■ **Problem description**
Copy every line of the entries that includes the word "wooden".

□ □ □ □

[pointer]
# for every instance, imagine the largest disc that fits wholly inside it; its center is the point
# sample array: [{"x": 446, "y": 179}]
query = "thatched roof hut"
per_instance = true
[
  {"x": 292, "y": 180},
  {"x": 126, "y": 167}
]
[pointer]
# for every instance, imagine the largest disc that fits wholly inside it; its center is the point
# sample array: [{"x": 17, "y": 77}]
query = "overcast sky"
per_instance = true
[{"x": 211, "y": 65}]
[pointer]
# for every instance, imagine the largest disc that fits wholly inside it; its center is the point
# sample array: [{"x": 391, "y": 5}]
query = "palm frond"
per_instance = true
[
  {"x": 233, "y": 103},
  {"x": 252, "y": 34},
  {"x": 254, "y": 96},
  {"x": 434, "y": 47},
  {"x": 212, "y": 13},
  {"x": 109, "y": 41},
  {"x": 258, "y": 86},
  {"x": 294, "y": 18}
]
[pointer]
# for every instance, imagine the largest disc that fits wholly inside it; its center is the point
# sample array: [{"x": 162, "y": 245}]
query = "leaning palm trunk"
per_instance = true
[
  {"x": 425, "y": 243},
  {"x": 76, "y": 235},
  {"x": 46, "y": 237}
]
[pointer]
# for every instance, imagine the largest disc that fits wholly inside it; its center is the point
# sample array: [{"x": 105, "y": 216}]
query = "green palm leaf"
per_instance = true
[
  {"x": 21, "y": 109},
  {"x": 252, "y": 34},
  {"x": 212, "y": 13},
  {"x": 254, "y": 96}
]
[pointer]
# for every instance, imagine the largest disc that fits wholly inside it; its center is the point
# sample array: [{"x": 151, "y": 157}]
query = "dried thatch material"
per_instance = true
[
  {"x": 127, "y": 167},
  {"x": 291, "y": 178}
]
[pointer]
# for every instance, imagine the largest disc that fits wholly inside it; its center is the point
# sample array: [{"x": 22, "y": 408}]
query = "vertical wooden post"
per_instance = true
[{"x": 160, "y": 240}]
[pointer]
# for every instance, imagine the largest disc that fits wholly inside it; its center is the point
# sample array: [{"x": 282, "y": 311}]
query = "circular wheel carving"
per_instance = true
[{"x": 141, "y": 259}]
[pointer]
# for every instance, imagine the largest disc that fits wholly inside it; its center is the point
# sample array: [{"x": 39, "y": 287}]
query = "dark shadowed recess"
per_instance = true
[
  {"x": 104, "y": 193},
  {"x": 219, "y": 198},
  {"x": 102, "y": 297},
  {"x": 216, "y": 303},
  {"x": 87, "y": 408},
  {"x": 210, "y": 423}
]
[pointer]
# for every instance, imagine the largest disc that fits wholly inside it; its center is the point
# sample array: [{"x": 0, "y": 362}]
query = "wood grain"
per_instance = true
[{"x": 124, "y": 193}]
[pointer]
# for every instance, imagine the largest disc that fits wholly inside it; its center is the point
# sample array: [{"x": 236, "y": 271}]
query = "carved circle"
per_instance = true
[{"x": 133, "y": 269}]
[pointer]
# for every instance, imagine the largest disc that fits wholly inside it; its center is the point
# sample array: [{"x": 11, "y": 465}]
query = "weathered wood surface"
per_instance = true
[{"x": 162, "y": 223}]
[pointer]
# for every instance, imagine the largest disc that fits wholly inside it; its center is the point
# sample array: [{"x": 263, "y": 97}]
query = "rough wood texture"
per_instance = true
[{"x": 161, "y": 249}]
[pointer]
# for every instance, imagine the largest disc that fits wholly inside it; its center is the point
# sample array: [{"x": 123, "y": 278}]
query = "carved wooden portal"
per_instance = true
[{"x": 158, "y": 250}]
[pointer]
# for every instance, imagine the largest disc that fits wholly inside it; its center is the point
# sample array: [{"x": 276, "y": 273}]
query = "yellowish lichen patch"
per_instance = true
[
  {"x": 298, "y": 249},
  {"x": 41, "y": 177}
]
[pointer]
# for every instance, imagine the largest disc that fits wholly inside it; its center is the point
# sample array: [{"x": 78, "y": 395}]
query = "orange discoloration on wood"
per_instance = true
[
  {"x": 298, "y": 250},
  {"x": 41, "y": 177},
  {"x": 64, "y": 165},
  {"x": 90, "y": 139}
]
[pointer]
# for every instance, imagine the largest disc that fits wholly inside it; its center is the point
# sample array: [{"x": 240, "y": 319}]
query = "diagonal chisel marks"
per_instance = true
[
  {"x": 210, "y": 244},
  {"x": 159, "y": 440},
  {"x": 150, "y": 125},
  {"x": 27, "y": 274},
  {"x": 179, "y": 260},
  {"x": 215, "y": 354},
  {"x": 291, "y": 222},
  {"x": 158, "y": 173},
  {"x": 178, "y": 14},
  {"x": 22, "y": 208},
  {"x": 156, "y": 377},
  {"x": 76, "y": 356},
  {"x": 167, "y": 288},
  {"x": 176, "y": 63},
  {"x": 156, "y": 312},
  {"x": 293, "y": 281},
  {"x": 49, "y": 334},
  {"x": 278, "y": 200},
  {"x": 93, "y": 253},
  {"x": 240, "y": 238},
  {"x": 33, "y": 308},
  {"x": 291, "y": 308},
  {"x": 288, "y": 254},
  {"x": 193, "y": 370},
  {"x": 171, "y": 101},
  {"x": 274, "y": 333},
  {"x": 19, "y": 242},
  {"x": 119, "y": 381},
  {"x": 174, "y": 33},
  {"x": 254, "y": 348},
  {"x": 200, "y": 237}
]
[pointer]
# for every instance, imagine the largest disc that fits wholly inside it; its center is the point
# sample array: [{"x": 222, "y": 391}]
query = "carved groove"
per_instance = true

□ □ □ □

■ **Answer box**
query = "vertical wooden post"
query = "carved wooden portal"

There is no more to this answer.